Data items

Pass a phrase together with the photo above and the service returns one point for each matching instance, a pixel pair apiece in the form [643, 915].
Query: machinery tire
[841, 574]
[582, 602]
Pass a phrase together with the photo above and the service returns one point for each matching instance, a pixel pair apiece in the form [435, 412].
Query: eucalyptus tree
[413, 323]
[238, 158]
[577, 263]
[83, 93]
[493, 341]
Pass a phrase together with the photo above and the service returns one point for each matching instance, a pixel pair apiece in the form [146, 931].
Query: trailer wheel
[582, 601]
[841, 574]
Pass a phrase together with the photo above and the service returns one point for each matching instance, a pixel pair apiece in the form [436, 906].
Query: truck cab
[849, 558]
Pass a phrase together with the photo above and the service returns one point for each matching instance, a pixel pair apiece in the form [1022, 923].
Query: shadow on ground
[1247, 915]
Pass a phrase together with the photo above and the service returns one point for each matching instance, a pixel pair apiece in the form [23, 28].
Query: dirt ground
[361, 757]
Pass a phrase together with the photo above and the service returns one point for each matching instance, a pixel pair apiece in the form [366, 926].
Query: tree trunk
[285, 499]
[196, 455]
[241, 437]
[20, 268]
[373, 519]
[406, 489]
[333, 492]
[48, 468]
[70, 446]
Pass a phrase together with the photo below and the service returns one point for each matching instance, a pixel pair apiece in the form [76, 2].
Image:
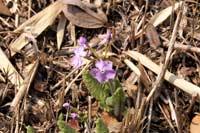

Task to complete: Leave images out of the retyped records; keep all else exact.

Task solution:
Pass a phrase together with the photo above and the service returns one point for each matching instance, a pixel pair apiece in the form [643, 915].
Query: machinery tire
[841, 574]
[582, 602]
Pass a phrase together with the photo above and the service returns one point for each matching instance, a pixel pair apiece in the form [435, 412].
Query: eucalyptus tree
[413, 323]
[238, 158]
[577, 263]
[83, 93]
[493, 341]
Pass a phrase together with the photo above and the service returns one point for each matching instance, a pixel pair apiece in the form [146, 931].
Query: trailer wheel
[582, 601]
[841, 574]
Pass a phrase together with the photo above and the service returns one point for each matching instance, a pixel pair apiece in the form [436, 906].
Query: truck cab
[849, 558]
Pass a phrase together with the photo above and the service returns one point for each matching instance, a pixel pair apiece in the form [1022, 923].
Query: shadow on ground
[1247, 915]
Pass a phrase together with the photo above and the service returns one point for each matching instance, a pixel pair apiece in the form [23, 28].
Query: dirt ground
[361, 757]
Pass a phrase together with the photo above and the service returns one point for each matching instance, a pixel pair apiece in the form [366, 926].
Query: tree trunk
[285, 499]
[196, 455]
[241, 437]
[20, 268]
[373, 519]
[406, 489]
[333, 492]
[48, 468]
[70, 446]
Pass a phrase together with the photo below and the service returns one point for each matching instance, a pixel pair apiece in the form [76, 2].
Image:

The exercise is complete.